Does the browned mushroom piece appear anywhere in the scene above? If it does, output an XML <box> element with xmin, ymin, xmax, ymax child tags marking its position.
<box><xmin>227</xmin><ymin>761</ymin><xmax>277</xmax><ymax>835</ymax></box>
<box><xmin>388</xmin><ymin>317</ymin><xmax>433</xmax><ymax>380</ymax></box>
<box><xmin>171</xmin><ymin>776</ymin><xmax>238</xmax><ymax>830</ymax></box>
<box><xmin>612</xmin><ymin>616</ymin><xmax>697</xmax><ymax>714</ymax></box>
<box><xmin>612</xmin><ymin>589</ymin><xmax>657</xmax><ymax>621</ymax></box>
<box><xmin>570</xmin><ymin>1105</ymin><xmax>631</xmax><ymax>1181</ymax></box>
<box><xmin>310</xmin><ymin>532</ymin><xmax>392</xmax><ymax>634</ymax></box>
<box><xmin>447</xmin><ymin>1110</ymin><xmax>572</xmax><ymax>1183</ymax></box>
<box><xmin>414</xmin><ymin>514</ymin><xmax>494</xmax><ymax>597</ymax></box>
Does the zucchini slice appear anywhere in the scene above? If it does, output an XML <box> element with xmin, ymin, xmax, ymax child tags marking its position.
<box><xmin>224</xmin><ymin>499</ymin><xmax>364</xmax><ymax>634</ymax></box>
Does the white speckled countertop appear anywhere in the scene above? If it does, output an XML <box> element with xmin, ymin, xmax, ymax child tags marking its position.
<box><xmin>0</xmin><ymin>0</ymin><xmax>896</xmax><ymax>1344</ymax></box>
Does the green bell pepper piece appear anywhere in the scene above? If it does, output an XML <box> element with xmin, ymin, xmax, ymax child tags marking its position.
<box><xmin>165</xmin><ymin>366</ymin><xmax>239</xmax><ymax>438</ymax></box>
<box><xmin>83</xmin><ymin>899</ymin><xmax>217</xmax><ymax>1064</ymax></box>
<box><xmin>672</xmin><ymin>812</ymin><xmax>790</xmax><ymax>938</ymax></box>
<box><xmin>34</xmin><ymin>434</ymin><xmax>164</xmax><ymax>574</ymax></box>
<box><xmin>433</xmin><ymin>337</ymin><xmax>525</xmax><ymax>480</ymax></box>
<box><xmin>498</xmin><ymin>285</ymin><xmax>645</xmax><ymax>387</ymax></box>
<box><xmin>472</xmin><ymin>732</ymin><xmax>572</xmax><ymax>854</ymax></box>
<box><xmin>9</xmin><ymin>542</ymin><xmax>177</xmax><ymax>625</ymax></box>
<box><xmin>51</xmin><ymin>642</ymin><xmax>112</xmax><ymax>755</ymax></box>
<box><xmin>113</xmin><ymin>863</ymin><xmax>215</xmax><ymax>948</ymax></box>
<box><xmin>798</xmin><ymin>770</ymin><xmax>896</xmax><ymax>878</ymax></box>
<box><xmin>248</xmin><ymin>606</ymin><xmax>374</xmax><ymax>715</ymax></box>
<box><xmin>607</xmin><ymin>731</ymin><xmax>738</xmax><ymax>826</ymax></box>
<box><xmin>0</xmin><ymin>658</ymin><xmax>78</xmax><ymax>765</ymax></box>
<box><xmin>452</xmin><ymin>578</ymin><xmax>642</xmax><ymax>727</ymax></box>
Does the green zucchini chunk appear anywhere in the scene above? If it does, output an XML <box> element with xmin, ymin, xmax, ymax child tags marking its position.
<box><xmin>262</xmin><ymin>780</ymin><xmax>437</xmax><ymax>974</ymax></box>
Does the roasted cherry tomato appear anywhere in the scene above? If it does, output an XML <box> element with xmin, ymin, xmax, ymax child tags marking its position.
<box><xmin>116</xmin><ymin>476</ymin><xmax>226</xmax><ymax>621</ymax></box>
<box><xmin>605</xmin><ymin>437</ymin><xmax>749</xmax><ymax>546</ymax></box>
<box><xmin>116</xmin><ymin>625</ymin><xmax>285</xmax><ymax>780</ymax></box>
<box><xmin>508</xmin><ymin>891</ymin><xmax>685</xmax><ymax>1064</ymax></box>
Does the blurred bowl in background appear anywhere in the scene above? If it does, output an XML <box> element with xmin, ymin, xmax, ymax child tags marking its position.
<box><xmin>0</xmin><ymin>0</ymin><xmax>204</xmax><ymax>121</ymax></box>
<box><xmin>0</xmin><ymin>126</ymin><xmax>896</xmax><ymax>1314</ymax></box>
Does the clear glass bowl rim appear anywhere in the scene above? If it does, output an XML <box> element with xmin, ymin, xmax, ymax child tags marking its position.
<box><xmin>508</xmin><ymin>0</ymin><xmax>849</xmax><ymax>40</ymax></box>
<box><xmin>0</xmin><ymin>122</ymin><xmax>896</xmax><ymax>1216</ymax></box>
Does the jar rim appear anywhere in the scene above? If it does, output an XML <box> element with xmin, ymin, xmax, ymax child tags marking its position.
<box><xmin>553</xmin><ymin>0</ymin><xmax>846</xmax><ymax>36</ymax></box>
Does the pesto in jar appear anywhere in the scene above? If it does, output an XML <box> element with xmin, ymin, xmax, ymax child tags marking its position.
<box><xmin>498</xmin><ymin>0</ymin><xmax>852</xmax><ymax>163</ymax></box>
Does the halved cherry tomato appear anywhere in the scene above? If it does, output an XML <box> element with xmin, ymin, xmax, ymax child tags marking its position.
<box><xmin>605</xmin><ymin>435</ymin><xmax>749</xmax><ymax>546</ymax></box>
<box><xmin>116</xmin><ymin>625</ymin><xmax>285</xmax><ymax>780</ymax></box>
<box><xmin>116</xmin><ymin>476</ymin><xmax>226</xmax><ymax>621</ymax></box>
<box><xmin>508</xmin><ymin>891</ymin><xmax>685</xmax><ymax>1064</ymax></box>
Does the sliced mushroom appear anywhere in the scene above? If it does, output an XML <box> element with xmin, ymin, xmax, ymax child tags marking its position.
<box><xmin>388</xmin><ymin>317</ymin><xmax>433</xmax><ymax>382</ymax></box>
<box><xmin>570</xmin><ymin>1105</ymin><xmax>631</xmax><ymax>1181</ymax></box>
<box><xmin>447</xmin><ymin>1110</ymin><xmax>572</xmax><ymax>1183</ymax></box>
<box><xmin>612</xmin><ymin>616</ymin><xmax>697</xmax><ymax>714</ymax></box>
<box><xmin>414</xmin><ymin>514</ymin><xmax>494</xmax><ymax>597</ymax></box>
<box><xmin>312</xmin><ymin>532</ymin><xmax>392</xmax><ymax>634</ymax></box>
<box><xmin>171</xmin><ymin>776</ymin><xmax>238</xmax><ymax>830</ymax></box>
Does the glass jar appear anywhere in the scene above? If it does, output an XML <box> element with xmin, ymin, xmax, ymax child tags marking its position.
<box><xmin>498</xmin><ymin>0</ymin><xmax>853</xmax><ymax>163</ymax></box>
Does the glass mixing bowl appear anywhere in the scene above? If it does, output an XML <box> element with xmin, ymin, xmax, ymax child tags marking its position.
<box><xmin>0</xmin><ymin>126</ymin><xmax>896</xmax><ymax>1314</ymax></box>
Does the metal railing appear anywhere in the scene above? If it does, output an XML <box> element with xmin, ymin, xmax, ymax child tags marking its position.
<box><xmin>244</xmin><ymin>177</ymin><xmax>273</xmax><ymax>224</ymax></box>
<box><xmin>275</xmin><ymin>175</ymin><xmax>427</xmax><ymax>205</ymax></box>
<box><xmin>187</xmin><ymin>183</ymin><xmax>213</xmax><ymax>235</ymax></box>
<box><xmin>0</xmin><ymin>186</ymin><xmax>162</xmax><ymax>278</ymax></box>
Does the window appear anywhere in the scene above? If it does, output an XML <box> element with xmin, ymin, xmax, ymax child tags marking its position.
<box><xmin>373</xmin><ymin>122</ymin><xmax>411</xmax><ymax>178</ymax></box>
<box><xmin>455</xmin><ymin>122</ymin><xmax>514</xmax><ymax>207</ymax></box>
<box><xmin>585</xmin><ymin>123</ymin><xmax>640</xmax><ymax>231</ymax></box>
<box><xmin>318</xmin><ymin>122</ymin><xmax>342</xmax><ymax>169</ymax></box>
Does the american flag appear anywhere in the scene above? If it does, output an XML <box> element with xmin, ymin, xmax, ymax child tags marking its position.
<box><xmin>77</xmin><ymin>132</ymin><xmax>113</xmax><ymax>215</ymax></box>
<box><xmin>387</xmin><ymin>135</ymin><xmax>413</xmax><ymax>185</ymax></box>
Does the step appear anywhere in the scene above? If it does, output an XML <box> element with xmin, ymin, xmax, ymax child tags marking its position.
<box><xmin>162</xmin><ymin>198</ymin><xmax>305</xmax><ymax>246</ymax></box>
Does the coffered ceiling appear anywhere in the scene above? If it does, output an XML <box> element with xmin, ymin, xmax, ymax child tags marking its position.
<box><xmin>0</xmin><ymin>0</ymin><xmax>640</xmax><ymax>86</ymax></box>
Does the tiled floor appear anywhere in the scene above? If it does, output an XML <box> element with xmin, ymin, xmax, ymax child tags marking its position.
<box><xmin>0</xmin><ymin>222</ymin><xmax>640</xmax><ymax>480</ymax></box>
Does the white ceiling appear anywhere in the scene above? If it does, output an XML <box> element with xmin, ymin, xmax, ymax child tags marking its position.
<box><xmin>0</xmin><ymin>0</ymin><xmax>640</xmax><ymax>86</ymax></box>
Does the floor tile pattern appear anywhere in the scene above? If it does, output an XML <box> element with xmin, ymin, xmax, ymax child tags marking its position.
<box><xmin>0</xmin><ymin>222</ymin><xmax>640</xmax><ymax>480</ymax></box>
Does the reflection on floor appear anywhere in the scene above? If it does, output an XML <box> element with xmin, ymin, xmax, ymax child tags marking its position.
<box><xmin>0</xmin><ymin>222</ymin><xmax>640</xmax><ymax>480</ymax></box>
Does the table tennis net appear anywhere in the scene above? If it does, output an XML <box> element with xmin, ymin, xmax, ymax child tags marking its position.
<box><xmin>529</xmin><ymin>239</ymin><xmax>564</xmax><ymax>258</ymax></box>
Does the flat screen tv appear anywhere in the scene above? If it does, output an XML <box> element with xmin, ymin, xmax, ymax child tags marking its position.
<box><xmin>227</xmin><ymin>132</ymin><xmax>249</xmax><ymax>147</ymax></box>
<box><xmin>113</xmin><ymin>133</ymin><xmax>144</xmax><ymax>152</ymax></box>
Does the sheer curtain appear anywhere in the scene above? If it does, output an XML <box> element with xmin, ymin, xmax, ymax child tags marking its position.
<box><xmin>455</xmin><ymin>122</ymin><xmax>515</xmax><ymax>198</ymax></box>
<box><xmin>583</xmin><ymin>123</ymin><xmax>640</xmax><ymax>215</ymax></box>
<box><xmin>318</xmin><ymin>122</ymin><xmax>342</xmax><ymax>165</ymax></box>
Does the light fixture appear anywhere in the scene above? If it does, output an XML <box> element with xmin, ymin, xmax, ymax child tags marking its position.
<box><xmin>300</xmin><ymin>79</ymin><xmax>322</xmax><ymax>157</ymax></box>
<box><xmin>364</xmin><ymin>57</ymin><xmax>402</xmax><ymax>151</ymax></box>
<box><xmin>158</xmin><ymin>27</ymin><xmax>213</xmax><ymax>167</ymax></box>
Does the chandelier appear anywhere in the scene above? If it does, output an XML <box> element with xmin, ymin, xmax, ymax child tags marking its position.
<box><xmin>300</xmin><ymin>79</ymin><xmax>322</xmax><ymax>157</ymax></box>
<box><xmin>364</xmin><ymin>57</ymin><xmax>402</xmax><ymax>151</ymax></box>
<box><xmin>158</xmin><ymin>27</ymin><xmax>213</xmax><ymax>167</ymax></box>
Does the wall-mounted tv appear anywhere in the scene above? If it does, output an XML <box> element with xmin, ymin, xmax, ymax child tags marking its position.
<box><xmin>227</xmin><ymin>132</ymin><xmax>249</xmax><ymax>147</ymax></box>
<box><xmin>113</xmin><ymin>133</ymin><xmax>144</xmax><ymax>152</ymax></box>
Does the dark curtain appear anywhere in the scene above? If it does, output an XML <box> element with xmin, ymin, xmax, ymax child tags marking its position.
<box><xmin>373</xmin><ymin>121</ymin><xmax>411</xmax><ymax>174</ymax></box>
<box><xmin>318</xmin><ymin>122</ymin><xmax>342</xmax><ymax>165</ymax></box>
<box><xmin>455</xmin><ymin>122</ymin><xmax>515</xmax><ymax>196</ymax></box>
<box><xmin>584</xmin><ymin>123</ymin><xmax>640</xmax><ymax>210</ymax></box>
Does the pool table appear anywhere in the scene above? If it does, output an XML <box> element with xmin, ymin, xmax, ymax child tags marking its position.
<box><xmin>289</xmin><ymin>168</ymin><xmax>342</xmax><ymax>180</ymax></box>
========
Извлеките из записей выше все строки, в которых встречается слово «bowl», и приведите каждую из них полностью.

Результат выполнения:
Does the blurred bowl in background appear anywhere in the scene above? If it does, output an XML <box> element with xmin, ymin, xmax, ymax child tags marking its position.
Does the clear glass bowl rim appear anywhere in the scene above? If it does, output an XML <box> element with xmin, ymin, xmax, ymax child tags marking its position.
Does the glass mixing bowl appear anywhere in the scene above? If it does, output an XML <box> element with xmin, ymin, xmax, ymax child tags marking its position.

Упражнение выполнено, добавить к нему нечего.